§ **WHAT IS REQUIRED**
Echo the note on Bruno Bauer's reply between "Note from MECW" and "Publishers, Moscow, 1964.", inclusive.

Note from MECW vol. 5, 1976 :
This item, which was published anonymously, is the reply of the authors of The Holy Family to the anti-critique contained in Bruno Bauer’s article “Charakteristik Ludwig Feuerbachs” published in Wigand’s Vierteljahrsschrift, 1845, Bd. 3. it i., roughly identical with a passage in Chapter II, Volume I of The German Ideology (see this volume, pp. 112-14). In English the item was first published in Karl Marx and Frederick Engels, The German Ideology, Progress Publishers, Moscow, 1964.
Brussels, November 20. In Wigand’s Vierteljahrsschrift, Vol. III, p. 138 ff., Bruno Bauer stammers out a few words in answer to Die heilige Familie, oder Kritik der kritischen Kritik, 1845, by Engels and Marx. At the outset Bruno Bauer declares that Engels and Marx have misunderstood him; with unaffected naïveté he repeats his old pretentious phrases, which have long since been reduced to nothing, and regrets that these writers do not know his catchwords about “the constant struggle and victory, the destruction and creation of criticism”, which is the “only historical force”, his assertions that ‘,the critic and only the critic has smashed religion in its entirety and the state in its various manifestations”, that “the critic has worked and still works”, and similar high-sounding protestations and lofty effusions. In his reply Bauer immediately provides new and striking proof of “how the critic has worked and still works”. For the “hard-working” critic considers that it serves his purpose better not to make the book by Engels and Marx the object of his exclamations and quotations, but a mediocre and confused review of this book published in the Westphälische Dampfboot (May issue, p. 206 ff.) [1] — a conjuring trick, which, with critical prudence, he conceals from the reader.

§ **DATA LISTING**
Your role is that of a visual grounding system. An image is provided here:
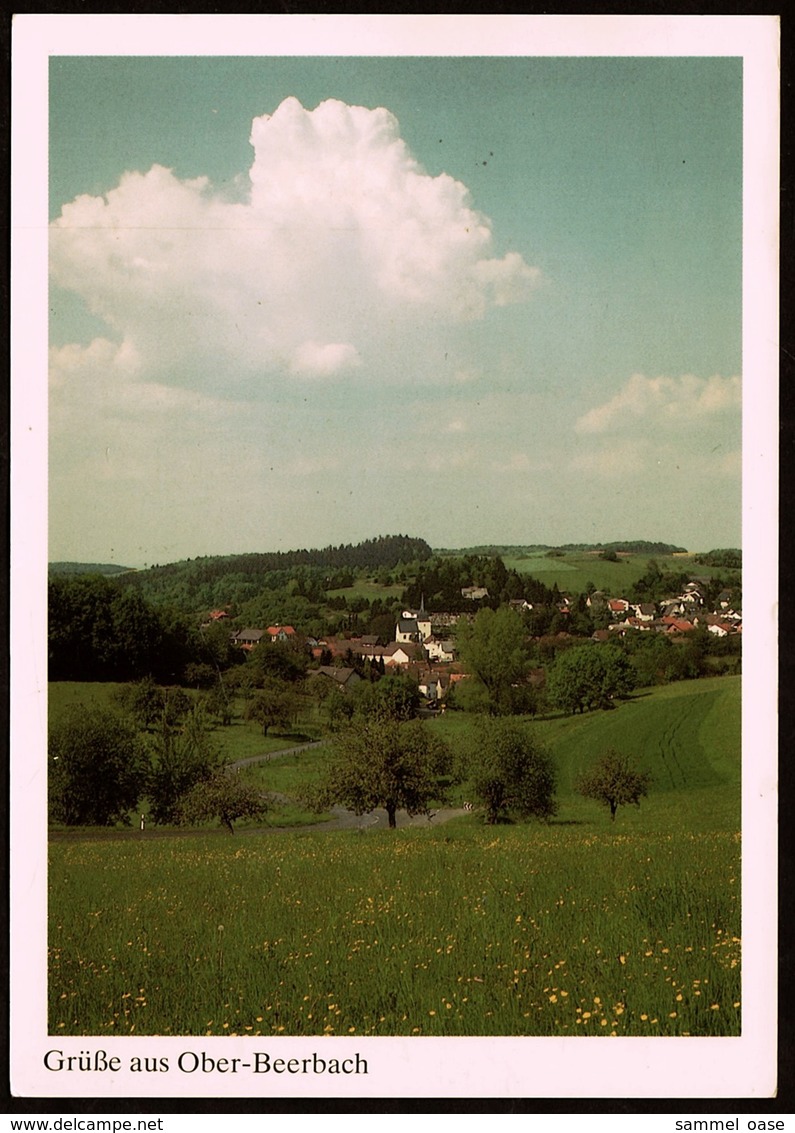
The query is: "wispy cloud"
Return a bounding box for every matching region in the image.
[574,374,742,434]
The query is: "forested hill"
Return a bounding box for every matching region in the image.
[110,535,431,610]
[140,535,433,581]
[436,539,687,557]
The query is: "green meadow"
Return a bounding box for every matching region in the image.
[503,551,720,596]
[49,678,741,1037]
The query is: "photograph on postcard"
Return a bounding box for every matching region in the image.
[9,15,772,1093]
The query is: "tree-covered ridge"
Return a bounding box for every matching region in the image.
[694,547,743,570]
[436,539,693,555]
[138,535,433,581]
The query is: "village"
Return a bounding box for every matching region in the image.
[210,579,743,707]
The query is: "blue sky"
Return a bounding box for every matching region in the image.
[49,57,743,565]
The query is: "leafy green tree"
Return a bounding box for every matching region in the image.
[49,706,148,826]
[146,708,221,824]
[311,716,451,828]
[178,768,268,834]
[467,718,557,824]
[354,673,420,721]
[246,679,298,735]
[248,641,308,681]
[547,645,635,713]
[202,680,234,727]
[575,748,651,821]
[456,606,530,715]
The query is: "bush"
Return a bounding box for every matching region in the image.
[49,706,148,826]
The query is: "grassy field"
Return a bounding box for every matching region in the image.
[503,551,725,596]
[49,678,741,1036]
[50,823,740,1036]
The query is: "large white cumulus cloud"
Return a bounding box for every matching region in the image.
[51,99,537,383]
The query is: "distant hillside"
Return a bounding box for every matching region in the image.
[436,539,687,557]
[137,535,433,580]
[48,563,135,574]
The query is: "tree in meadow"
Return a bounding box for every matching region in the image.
[574,748,651,821]
[311,715,451,828]
[464,717,557,824]
[48,706,148,826]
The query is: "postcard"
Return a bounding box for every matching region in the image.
[10,15,779,1102]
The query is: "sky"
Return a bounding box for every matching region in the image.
[48,56,743,567]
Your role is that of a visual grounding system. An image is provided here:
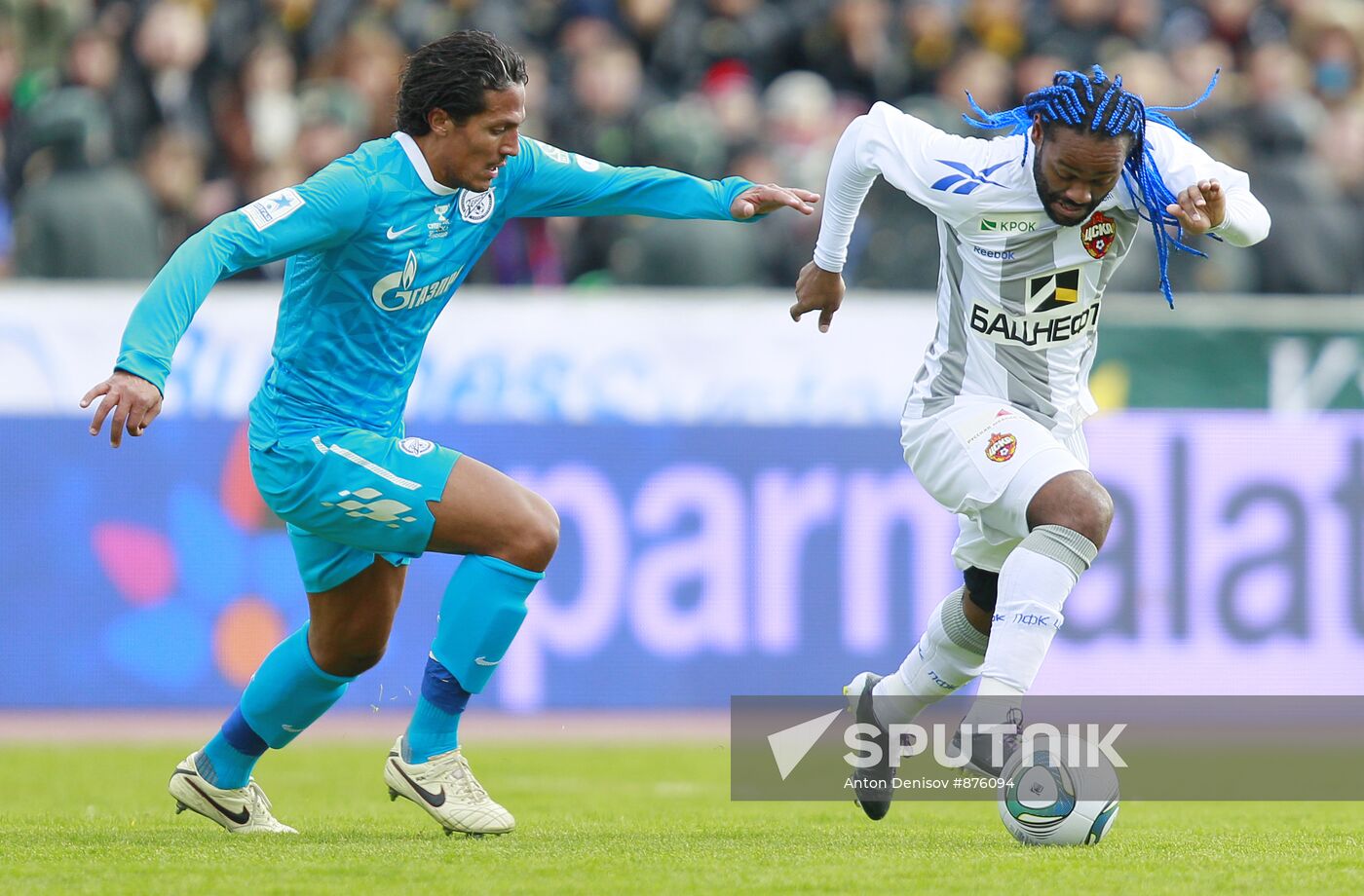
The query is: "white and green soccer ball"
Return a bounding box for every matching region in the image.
[1000,735,1118,845]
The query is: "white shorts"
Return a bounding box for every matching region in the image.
[900,398,1090,573]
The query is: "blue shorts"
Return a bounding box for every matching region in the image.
[251,429,460,593]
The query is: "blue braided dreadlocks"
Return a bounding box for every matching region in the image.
[962,65,1221,308]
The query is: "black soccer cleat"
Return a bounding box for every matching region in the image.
[952,708,1023,777]
[843,672,894,821]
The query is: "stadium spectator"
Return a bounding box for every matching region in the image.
[15,88,161,279]
[0,0,1364,292]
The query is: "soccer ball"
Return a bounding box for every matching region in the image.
[1000,735,1118,845]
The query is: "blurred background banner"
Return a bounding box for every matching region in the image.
[0,289,1364,709]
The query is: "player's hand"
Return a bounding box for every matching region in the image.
[81,369,161,447]
[1165,180,1227,236]
[791,262,845,333]
[730,184,819,221]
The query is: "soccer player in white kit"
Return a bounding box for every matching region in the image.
[791,67,1269,820]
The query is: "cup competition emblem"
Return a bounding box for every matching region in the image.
[1080,211,1118,258]
[985,432,1019,464]
[460,190,497,224]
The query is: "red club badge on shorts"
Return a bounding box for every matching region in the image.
[985,432,1019,464]
[1080,211,1118,258]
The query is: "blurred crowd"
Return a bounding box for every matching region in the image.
[0,0,1364,293]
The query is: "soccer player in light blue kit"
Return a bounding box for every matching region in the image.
[82,31,818,835]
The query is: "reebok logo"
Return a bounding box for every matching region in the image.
[768,709,843,781]
[933,158,1008,195]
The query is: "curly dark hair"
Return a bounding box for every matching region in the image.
[395,31,526,136]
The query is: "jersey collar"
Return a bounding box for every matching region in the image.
[393,131,458,197]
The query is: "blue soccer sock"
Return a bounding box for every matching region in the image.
[431,554,545,694]
[194,706,270,788]
[402,555,545,763]
[402,656,470,763]
[195,623,355,787]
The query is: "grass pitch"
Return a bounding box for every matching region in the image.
[0,740,1364,896]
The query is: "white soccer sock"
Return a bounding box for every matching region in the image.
[971,525,1098,716]
[872,588,989,725]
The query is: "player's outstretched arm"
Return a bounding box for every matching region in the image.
[506,136,819,221]
[1165,178,1269,246]
[791,262,845,333]
[730,184,819,221]
[81,369,161,447]
[1146,124,1269,246]
[81,158,368,447]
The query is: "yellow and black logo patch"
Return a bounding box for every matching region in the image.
[1027,267,1080,314]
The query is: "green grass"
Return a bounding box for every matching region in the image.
[0,742,1364,896]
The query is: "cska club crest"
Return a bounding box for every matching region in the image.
[1080,211,1118,258]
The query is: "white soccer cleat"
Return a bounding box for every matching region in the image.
[167,753,299,834]
[383,738,515,838]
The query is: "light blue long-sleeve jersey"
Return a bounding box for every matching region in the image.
[116,132,751,447]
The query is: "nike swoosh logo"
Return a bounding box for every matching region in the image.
[184,772,251,825]
[390,753,444,806]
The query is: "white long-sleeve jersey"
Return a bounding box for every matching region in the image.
[815,102,1269,437]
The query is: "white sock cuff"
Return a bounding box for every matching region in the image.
[937,586,990,657]
[1019,525,1099,579]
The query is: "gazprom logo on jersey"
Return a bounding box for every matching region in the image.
[933,158,1008,194]
[369,251,464,311]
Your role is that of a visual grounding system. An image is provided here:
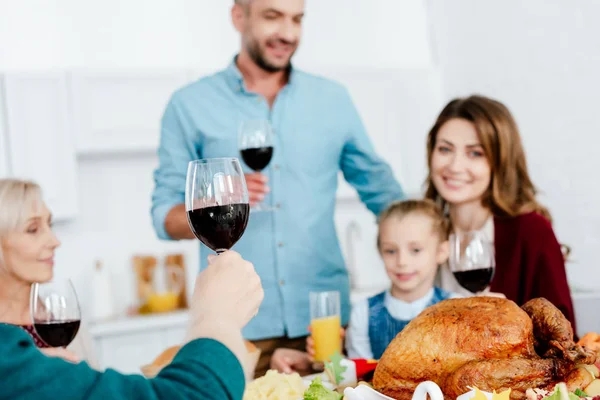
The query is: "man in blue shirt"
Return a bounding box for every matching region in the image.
[152,0,403,375]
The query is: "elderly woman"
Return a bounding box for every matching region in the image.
[0,180,264,400]
[0,179,93,364]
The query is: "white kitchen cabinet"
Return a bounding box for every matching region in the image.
[0,79,10,178]
[0,72,78,220]
[90,311,188,374]
[69,70,188,154]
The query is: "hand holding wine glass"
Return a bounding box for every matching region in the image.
[30,280,81,347]
[185,158,250,254]
[239,119,273,211]
[449,232,496,294]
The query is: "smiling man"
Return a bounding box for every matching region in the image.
[152,0,403,375]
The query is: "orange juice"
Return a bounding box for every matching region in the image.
[310,315,342,362]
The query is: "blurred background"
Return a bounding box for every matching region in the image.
[0,0,600,372]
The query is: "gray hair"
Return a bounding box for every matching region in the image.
[0,179,42,266]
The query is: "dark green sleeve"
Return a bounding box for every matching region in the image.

§ **OUTPUT FOR THIS TASK**
Note from MECW vol. 5, 1976 :
This item, which was published anonymously, is the reply of the authors of The Holy Family to the anti-critique contained in Bruno Bauer’s article “Charakteristik Ludwig Feuerbachs” published in Wigand’s Vierteljahrsschrift, 1845, Bd. 3. it i., roughly identical with a passage in Chapter II, Volume I of The German Ideology (see this volume, pp. 112-14). In English the item was first published in Karl Marx and Frederick Engels, The German Ideology, Progress Publishers, Moscow, 1964.